(SUPPLIED ENTRIES):
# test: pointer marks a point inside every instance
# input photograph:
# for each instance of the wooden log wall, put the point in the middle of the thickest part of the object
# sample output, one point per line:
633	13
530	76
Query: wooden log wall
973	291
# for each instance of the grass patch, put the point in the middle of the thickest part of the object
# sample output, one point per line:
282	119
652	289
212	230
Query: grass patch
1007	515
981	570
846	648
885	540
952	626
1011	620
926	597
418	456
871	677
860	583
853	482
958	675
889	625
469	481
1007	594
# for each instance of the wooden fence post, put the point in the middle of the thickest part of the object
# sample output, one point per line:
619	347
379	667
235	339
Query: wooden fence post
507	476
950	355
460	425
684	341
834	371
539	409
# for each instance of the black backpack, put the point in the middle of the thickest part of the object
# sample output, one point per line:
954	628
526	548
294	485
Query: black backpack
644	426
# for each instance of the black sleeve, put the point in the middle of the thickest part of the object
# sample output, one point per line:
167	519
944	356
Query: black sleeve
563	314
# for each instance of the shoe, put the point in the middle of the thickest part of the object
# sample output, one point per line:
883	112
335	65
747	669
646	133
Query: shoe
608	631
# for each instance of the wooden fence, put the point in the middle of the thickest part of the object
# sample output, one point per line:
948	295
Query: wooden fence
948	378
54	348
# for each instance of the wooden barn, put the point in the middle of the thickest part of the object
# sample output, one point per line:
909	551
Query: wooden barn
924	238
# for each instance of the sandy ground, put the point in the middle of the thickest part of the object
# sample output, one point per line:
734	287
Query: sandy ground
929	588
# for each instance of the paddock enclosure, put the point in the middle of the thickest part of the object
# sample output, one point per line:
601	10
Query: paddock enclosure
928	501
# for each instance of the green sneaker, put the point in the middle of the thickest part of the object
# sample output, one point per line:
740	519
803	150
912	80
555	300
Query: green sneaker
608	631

(WHAT THIS TASK INVOLVES):
Retype every line of the data above exactly.

(RESULT OF THIS TASK):
# test: pointer marks a point inside every instance
# input photograph:
# for each instance of the wooden log wall, put the point in the middle of the thickest part of the object
# sample output, one point per line:
633	13
530	76
Query: wooden log wall
973	291
# for each instance of the grass patch, put the point in the middle of the thickest part of the object
# sample output, one point per line:
282	119
652	289
212	230
Query: grass patch
1007	515
981	570
846	648
885	540
952	626
1011	620
926	597
418	456
871	677
860	583
853	482
958	675
889	625
469	481
1007	594
# for each instance of the wooden fence post, put the point in the middle of the thickest part of the object
# sample output, one point per line:
619	347
379	667
235	339
Query: wooden fence post
507	476
950	355
460	425
684	341
834	371
539	409
# for each instance of the black backpack, put the point in the middle of the thickest part of the object
# sample output, one point per line:
954	628
526	548
294	485
Query: black backpack
644	426
# for each instance of the black sleeve, put the point in the middle of the thickest part of the object
# sample output, one point per line:
167	519
944	356
Query: black sleeve
563	314
# for each instance of the shoe, put the point in the middle of the thickest part of the object
# sample output, one point per line:
883	112
335	65
747	669
646	133
Query: shoe
608	631
# for each instance of the wooden fence, put the point in the middle of the thickest part of the object
# sample output, one point per line:
948	295
Query: wooden fence
948	378
54	348
# for each instance of the wooden barn, put the point in the middle of the thickest part of the object
# sample output, one point per line:
909	551
Query: wooden barn
924	238
# for each instance of the sandy ground, put the point in the middle of the thickest part of the object
# sample output, one point per line:
734	287
Query: sandy ground
929	588
# for each instance of the paddock enclosure, put the point in the middle of the thickest part of the object
# sample output, one point per line:
601	10
Query: paddock enclosure
928	501
# for each instance of the green sneaker, put the point in the middle of the thickest part of the object
# sample output, one point per line:
740	519
803	150
912	80
555	300
Query: green sneaker
608	631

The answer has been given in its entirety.